───── Extract provided
Lorraine was my Foundation Year Humanities teacher at School of Visual Arts in 1980. The following year, in the Fall semester of 1981, I took her Surrealist Literature class. Event since I was a teaanager I'd prayed such a thing existed. SVA made such things possible. We immediately hit it off. In my first year at SVA I often sat to her immediate right and exchanged small talk with her. She took a natural interest in what I was reading - Jim Carroll, Ted Berrigan, Rimbaud, Baudelaire and any other strange art related books I'd pick up real cheap at a shoebox of a book store on 23rd Street between Madison and Park Avenue South (Lorraine's class was held in a small room at 222 Park Ave. South, not far from Max's Kansas City - where she once waitressed). Once, when the entire class had failed to do the reading assignment, including me, Lorraine scolded us all. I apologized and Lorraine said, in not so many words, "Forget it! I don't worry about you." Lorraine, like Bernadette Mayer, treated me like a real artist - before I ever did.
(Lorraine reminded me of an Egyptian hieroglyphic come to life. Her hair was cut that particular style reminiscent of the women you see depicted on frescoes, on tombs.)
Surrealist Literature was a dream come true. Lorraine apologized for having to use an awful, wooden Anthology of Surrealist poetry edited by Academic poet Mark Strand. It did suck. She also had photocopied an entire book on Dada & Surrealist Art for us all. To this day I don't know we didn't use Artist Robert Motherwell's definitive text on the subject -The Dada Poets and Painters. The summer before taking the class I had already begun preparing by reading Tristan Tzara & Andre Breton. I became fascinated by Dada. It was about anarchy, chaos and combining disparate elements to rearrange consciousness by any means necessary. And provoking action. Performances were chaotic, violent affairs that went on simultaneously incorporating different disciplines, costumes, action, music, poetry, sound and all the five senses. Its participants were acting out in relation to the insanity WWI - it was a reaction to war's horrors and the established norms and values of the day. Dada sought to amplify the absurdity of life (Frank Zappa understood Dada). We all had to select a class project from a list of possibilities Loraine supplied and mine was Cabaret Voltaire, a Dada event. I created an environment, with a classmate and the poet Phil Good, that included strobe lights, music, poetry read from sheets crumpled & tossed forcibly at class mates...there was the shredding of fabric, guttural screams, confetti, water guns, spit, projectiles, nonsense words, oblique sounds, drums and chanting. It built to an almost painful, airless intensity then abruptly ended on a dime. When it was over Lorraine said "Boy! Am I stoned!, Bill, you get an A for the semester!" My performance occurred the day Anwar Sadat was assassinated - October 6, 1981 - which only added to the intensity. At semester's end, for a final project, I submitted a surreal photo I'd done for my Multiple Imagery class with Abe Rezny (see above), along with some amphetamine driven prose. Lorraine stole the (better copy of) the photo, leaving me a note in her mail box that said she loved it too much and that I'd never get it back. No one had wanted anything I'd ever done that badly before! Not until then and certainly not at all after.
──────────
--- Task a ---
Reproduce the passage from the recollection of Lorraine's classes, starting with "(Lorraine reminded me" and going on through "frescoes, on tombs.)".
───── Input rows
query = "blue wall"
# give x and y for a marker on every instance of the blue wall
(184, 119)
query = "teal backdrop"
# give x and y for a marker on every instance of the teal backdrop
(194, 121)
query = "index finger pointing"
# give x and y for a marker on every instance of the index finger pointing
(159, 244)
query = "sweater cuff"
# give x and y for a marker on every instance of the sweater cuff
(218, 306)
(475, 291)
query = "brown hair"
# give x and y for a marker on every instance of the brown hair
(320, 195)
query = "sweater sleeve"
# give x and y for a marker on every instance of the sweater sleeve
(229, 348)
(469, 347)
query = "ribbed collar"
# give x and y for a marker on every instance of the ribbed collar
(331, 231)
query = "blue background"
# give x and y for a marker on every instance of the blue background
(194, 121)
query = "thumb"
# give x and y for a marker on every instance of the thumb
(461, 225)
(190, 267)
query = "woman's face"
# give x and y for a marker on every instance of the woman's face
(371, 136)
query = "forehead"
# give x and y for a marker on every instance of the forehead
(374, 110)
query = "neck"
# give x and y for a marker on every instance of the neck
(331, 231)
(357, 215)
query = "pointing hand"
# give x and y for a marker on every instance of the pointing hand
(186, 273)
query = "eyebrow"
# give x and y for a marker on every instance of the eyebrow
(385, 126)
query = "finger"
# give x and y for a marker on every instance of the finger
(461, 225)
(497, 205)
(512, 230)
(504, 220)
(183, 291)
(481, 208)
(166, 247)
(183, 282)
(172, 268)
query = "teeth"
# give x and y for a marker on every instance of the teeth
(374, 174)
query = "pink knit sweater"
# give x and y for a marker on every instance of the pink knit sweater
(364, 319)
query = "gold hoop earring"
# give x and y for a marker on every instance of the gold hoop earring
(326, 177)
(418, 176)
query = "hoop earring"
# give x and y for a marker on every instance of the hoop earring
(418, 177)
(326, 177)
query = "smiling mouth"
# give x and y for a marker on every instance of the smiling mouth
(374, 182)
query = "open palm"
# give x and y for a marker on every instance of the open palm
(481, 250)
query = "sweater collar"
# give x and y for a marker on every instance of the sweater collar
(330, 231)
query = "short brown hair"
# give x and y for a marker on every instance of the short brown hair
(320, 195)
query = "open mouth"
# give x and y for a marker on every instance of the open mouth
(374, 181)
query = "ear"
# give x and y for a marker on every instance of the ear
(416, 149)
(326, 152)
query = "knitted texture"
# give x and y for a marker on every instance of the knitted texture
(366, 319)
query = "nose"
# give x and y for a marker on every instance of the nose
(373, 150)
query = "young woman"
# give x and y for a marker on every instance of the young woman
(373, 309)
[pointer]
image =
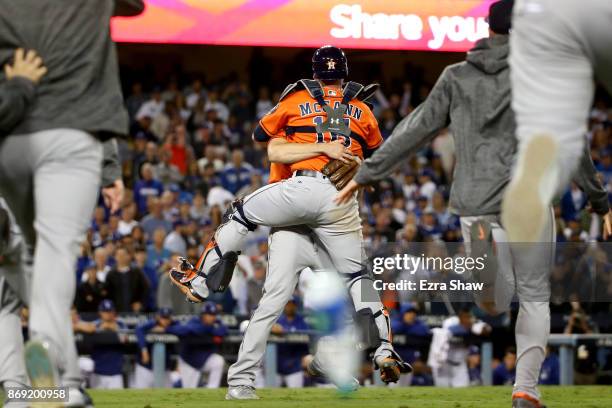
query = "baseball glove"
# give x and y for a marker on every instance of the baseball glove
(340, 173)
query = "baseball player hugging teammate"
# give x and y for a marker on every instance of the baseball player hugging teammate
(320, 125)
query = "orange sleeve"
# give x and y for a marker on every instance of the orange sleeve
(274, 122)
(374, 138)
──────────
--- Task b ---
Count the lines in the listing that contain the string "backdrop", and reply with only that number.

--- Final result a ---
(Lorraine reminded me of an Egyptian hieroglyphic come to life. Her hair was cut that particular style reminiscent of the women you see depicted on frescoes, on tombs.)

--- Final result b ---
2